Tasks to carry out:
• A. Name every user who posted in the breeders thread, listing each one only once.
• B. Pick out each line of the records that contains the string "water", matching case exactly.

Page excerpt:
● ● ● ● ● ● ●
# A few pictures of my Breeders for 2012



## First To Hatch (Jul 19, 2009)

I was a little bored this morning so I thought I would take pictures of my breeders; I threw out the first round of eggs on Thursday so hopefully they will all lay by the end of this month. I took these pictures with my phone.











The Fabry Pair, bred me a diploma and money winner (I bought them after I flew the youngster that I got in an auction race).











Fabry (off the above pair) with a Leen Boers hen that flew great for me. They didn't like my nest boxes and wanted a milk crate instead I guess lol.











Grondelear 12 year old cock with a yearling Bastin hen that was first drop at 300 miles, and would have won at 100 miles if the hawk didn't hit her when she went on the landing board that day.


----------



## johnnyksspeedshop (Oct 12, 2007)

Birds are looking great!


----------



## First To Hatch (Jul 19, 2009)

A Staf Van Reet cock from Mels Loft whose parents are winners and siblings are winners, his band fell off him in the nest with a little blue check hen that was first drop several times, and one of my best fliers for this year best at the longer races.










A Staf Van Reet cock off of Mels Lofts best breeding cock that bred winners his first year breeding and bred winners his first year as a Grand-Sire, this cock is a sibling to many good breeders and winners. Then hen is half Staf Van Reet half Groneveld, sire has bred top 10% birds in the 2009 and 2010 IF Conventions. Dam is the offspring to two producing winning pigeons.










A White Bandit hen that won diploma this year then got injured. The cock is a Devriendt sire is a diploma winner and dam has bred many good pigeons and winners.


----------



## orock (Mar 28, 2011)

Nice looking Breeders I like your white Bandit hen.


----------



## First To Hatch (Jul 19, 2009)

A Devriendt cock whose a Grand-son to Godzilla the IF Hall of Fame bird that bird won high point bird 2008 and 2009. The hen is a niece to Godzilla and off a Van Loon hen she was a very good flier.










A full brother to the above cock (I have three full brothers late hatches). With a Devriendt hen he sire was 2nd high point bird in 2011 Old Birds he lost high point bird to his teammate.
● ● ● ● ● ● ●
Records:
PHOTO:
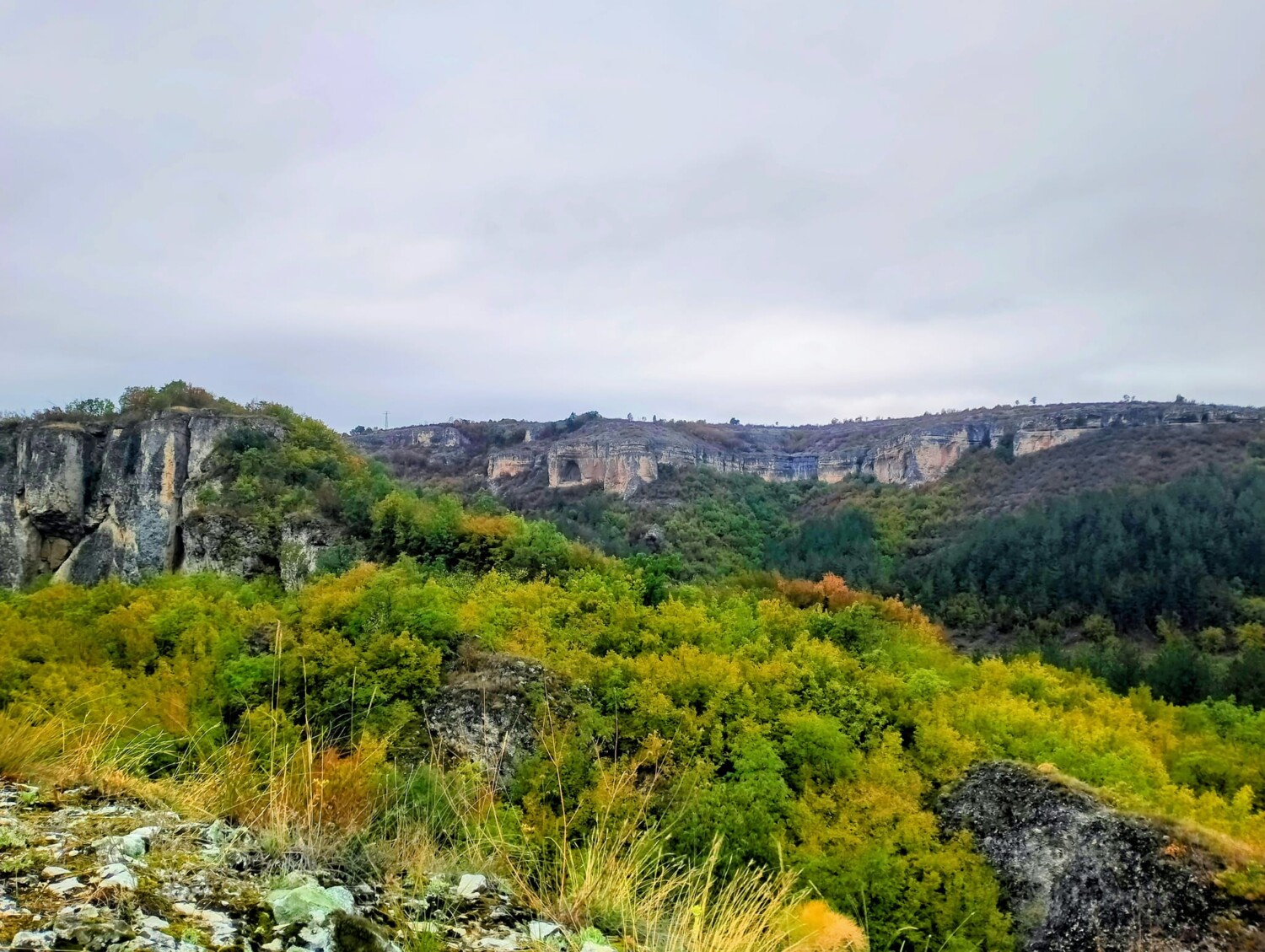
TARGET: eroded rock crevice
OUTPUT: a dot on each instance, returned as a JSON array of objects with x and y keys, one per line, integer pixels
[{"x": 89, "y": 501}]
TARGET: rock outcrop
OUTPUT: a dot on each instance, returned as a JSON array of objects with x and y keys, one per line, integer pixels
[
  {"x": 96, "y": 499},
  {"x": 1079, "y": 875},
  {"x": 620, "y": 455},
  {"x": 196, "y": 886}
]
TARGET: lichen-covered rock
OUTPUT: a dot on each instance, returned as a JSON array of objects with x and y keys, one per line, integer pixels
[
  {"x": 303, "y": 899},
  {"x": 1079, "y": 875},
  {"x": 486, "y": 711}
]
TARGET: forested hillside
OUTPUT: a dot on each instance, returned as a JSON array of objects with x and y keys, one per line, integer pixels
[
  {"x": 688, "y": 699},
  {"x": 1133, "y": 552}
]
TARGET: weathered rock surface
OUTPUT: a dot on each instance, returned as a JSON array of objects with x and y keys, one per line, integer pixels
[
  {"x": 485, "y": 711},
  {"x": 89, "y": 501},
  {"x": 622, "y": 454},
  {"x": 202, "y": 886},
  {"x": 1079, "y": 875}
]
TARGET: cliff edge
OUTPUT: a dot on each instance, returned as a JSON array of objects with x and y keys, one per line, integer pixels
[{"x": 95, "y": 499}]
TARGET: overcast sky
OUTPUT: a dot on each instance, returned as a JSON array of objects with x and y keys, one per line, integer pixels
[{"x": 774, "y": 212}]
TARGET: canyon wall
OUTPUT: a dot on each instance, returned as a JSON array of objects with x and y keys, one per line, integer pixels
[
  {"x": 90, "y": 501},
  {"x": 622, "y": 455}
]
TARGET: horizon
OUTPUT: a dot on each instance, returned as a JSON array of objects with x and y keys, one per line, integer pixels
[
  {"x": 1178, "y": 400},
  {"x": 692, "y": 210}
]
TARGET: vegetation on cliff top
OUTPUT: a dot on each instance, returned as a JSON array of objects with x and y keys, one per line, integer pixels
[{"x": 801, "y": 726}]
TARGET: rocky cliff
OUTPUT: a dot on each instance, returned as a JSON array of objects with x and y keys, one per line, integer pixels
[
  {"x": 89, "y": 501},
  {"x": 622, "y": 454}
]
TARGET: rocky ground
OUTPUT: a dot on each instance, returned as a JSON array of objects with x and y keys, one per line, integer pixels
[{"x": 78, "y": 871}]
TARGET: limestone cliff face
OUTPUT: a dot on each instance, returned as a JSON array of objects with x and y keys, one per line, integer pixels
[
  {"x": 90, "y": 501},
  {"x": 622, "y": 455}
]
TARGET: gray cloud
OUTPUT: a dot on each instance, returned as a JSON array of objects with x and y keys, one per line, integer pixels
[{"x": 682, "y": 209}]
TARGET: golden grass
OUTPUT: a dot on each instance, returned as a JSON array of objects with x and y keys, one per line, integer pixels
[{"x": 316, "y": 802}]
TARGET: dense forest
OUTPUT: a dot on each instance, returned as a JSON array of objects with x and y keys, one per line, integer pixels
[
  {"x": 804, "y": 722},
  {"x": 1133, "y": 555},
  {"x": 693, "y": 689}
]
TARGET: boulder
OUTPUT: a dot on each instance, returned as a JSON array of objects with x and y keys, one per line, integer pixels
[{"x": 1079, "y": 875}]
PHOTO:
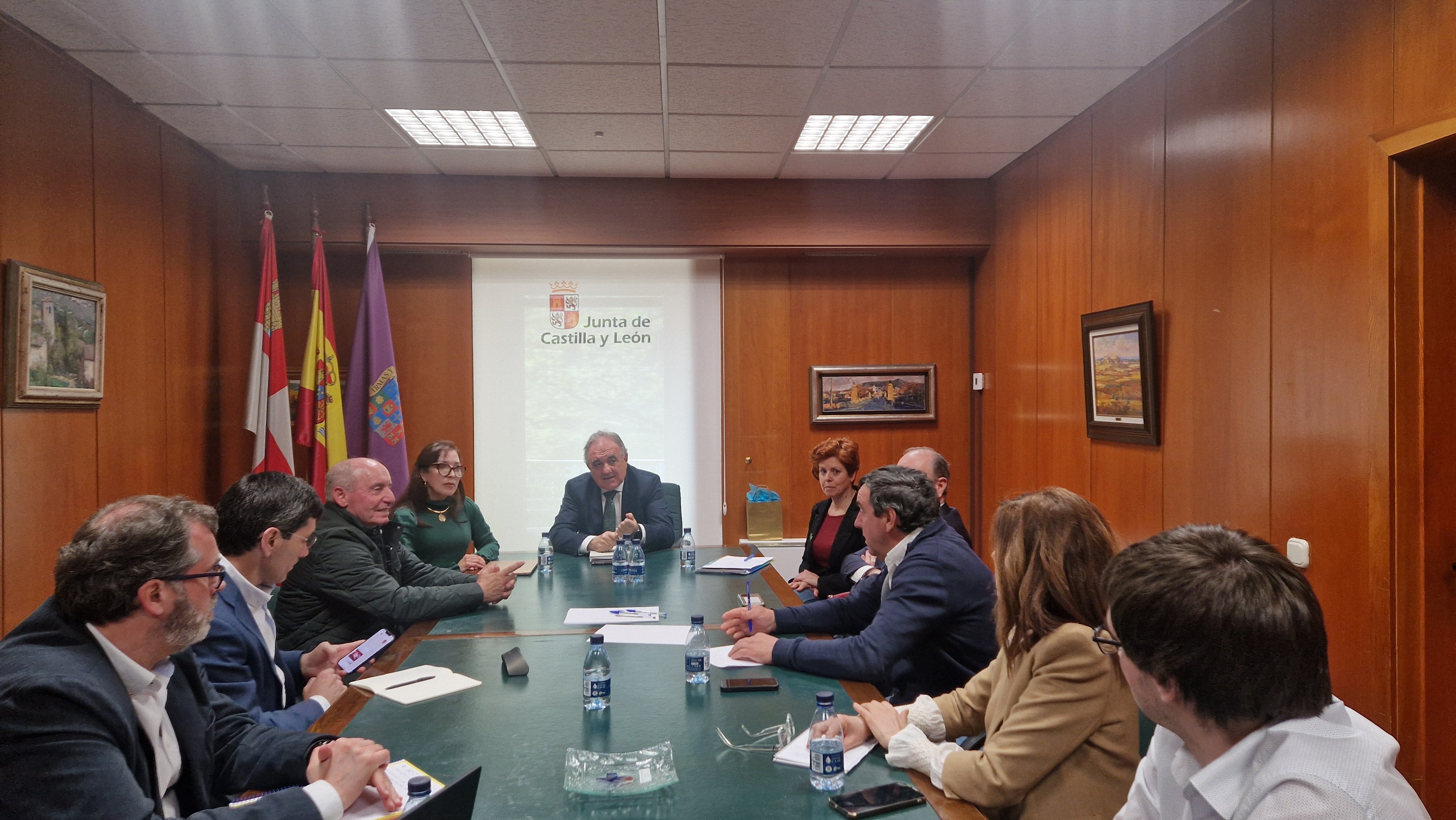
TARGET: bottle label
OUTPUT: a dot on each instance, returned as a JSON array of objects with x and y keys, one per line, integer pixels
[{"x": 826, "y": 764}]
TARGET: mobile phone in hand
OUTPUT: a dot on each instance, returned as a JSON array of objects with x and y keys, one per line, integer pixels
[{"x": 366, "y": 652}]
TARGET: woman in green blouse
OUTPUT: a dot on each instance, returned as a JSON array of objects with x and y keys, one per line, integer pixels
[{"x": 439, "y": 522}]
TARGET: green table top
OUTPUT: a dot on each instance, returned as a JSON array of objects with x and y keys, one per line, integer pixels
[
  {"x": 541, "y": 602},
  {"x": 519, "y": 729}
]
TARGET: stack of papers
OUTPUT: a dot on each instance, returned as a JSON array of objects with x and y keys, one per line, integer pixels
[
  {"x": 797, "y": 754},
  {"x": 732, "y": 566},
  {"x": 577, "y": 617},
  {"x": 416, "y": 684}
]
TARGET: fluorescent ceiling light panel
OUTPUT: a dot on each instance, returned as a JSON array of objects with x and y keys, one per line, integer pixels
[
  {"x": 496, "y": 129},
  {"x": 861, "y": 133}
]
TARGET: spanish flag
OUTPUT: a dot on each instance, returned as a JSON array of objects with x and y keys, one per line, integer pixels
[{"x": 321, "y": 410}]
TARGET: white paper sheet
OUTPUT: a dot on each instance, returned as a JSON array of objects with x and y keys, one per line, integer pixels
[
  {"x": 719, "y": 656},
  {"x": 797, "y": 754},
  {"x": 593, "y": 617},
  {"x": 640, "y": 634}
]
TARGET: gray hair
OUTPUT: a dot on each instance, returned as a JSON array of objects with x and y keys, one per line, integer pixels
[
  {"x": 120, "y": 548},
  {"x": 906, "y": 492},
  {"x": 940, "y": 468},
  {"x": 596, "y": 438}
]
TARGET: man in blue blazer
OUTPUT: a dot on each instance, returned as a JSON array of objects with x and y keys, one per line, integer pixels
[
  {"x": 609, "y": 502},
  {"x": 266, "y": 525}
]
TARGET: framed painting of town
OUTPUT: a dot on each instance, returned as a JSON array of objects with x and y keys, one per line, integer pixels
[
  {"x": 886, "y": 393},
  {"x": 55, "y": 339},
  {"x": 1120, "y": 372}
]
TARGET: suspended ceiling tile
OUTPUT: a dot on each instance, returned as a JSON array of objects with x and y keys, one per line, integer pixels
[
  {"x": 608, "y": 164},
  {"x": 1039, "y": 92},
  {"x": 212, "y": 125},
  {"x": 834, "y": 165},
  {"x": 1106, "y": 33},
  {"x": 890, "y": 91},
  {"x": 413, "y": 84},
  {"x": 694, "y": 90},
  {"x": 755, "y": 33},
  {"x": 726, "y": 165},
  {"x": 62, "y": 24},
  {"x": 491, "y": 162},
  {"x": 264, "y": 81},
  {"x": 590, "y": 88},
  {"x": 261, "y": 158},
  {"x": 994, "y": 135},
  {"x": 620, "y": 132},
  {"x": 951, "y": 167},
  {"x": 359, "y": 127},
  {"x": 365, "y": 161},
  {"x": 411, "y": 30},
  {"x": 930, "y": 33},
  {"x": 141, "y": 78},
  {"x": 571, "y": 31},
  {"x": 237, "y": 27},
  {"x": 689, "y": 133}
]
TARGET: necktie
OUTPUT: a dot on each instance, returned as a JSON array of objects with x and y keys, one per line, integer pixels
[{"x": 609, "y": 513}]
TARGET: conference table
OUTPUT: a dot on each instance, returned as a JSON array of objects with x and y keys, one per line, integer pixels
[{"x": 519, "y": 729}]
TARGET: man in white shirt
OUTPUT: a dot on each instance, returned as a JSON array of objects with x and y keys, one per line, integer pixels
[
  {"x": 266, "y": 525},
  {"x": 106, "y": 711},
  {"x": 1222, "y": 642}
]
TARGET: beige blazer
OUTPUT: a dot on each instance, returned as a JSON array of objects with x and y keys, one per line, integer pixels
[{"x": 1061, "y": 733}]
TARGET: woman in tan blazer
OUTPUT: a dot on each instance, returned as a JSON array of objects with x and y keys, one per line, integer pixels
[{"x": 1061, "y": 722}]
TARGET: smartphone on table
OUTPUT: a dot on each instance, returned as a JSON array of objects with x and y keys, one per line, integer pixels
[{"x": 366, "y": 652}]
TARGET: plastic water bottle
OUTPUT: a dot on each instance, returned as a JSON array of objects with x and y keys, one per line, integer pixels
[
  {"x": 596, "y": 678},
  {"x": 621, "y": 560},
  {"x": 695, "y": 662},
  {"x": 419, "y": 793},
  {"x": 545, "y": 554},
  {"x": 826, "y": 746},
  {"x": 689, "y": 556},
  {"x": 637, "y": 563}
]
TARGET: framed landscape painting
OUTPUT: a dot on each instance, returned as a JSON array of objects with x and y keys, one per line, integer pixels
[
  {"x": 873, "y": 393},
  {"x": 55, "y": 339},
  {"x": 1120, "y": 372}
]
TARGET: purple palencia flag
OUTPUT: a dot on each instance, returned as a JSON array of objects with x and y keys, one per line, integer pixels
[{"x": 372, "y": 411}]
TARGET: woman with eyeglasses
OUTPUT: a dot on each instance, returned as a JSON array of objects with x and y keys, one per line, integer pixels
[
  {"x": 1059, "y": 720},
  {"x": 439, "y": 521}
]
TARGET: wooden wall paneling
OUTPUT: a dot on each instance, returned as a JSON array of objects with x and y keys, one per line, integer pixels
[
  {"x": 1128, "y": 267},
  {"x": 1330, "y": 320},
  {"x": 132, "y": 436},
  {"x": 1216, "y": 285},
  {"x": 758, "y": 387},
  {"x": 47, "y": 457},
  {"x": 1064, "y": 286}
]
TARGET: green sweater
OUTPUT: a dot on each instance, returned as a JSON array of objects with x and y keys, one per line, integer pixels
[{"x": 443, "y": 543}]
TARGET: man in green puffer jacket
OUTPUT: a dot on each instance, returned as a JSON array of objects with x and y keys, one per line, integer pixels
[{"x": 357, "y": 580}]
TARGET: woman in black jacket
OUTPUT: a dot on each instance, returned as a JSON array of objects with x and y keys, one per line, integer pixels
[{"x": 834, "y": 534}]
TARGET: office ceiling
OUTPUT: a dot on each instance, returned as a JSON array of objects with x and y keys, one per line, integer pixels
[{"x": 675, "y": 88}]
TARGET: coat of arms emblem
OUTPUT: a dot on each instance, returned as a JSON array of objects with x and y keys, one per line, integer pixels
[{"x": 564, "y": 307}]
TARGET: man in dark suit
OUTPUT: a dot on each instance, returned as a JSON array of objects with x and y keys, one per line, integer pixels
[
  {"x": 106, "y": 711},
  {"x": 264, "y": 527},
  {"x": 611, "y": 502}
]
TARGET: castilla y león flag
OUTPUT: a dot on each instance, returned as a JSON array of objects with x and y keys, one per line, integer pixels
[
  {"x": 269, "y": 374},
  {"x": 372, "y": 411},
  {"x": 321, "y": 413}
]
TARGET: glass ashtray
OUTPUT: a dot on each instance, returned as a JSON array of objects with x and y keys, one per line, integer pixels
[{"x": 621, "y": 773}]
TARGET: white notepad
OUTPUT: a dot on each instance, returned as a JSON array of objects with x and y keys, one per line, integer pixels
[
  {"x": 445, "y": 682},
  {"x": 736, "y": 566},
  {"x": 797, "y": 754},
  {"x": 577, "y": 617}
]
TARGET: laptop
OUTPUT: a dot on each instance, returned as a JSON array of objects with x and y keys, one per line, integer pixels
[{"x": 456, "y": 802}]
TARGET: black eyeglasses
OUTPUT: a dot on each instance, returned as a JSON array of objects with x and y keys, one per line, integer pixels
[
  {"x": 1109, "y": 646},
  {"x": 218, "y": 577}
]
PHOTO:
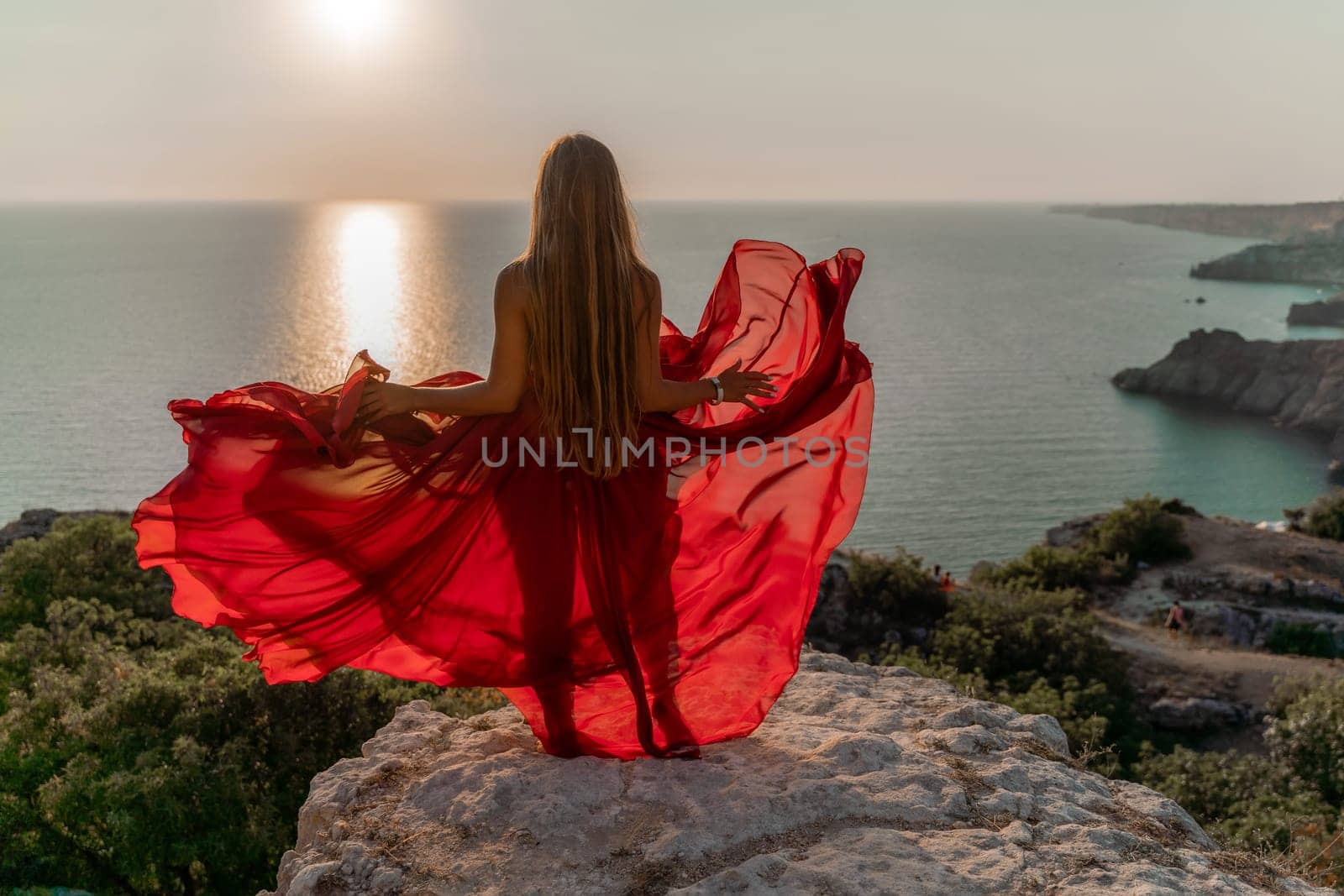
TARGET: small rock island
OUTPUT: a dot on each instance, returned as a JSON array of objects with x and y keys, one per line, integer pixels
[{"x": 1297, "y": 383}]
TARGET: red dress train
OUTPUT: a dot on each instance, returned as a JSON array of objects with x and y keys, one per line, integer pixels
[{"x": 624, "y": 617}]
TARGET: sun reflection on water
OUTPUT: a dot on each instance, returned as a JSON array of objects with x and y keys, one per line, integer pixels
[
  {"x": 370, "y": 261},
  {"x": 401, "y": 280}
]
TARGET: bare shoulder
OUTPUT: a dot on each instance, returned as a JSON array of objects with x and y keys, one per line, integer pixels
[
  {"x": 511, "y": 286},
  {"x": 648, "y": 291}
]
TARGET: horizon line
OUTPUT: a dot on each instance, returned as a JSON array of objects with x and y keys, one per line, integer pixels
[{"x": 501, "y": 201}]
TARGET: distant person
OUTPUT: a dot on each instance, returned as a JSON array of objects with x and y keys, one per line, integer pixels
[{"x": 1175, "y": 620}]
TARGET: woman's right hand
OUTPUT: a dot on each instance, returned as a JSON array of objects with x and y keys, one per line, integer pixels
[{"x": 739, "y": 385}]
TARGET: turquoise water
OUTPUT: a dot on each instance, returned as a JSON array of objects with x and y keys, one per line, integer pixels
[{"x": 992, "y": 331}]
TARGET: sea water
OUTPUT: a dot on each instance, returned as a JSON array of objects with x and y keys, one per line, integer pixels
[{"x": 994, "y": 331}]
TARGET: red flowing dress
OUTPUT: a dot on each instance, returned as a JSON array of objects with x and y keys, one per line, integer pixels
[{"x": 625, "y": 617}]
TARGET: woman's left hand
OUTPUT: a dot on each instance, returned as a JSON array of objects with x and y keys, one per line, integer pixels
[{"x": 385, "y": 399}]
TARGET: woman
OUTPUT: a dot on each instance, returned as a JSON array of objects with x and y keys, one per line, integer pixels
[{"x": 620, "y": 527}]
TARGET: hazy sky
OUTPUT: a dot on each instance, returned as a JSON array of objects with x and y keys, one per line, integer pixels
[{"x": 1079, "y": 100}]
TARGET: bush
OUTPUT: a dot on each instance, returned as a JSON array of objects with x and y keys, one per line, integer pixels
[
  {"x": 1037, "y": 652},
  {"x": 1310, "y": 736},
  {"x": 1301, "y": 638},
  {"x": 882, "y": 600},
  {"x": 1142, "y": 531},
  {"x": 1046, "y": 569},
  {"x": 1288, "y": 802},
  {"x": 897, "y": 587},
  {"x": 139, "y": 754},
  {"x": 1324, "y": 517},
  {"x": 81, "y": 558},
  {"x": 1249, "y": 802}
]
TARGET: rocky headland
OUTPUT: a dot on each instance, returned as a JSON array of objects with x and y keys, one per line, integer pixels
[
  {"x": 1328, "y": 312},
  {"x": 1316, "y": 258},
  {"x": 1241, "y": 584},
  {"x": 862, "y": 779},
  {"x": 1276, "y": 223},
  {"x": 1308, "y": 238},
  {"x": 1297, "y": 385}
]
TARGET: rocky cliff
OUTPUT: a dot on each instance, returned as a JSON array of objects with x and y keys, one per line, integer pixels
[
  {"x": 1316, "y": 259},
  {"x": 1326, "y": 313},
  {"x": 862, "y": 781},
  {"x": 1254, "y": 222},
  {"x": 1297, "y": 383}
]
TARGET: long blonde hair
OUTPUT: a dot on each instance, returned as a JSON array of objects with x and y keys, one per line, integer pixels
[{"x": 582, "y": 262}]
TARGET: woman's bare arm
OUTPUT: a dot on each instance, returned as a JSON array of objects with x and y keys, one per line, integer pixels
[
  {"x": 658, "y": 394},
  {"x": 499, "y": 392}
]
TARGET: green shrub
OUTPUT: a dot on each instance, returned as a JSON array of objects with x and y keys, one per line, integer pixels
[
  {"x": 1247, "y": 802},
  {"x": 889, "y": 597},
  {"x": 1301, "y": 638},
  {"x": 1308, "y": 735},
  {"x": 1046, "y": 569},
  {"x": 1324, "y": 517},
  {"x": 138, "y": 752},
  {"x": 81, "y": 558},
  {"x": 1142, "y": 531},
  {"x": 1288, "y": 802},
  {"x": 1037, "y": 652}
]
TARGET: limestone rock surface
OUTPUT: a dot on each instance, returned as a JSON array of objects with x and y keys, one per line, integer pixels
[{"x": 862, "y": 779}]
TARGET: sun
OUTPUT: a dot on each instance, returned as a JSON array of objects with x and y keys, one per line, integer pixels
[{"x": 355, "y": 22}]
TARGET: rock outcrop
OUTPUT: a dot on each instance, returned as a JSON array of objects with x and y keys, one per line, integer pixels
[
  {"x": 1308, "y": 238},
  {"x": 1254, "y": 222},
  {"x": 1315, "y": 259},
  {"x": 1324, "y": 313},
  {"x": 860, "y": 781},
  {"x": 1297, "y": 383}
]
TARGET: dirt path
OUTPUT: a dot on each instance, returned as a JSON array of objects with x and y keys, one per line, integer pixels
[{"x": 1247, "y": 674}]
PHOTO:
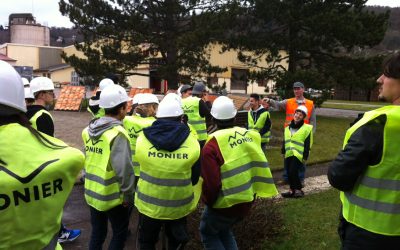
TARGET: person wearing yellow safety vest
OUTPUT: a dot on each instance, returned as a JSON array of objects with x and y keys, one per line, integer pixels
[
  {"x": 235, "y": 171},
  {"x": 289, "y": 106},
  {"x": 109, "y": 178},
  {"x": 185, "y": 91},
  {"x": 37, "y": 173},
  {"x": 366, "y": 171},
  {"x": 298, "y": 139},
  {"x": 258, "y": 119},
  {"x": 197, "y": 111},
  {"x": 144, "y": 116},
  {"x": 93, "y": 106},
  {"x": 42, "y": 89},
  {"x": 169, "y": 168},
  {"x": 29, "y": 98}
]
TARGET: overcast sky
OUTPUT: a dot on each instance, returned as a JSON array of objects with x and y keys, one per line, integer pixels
● ● ● ● ● ● ●
Answers to the problems:
• A. First To Hatch, johnnyksspeedshop, orock

• B.
TARGET: plastic water bottle
TARGET: sun reflection on water
TARGET: turquoise water
TARGET: sea water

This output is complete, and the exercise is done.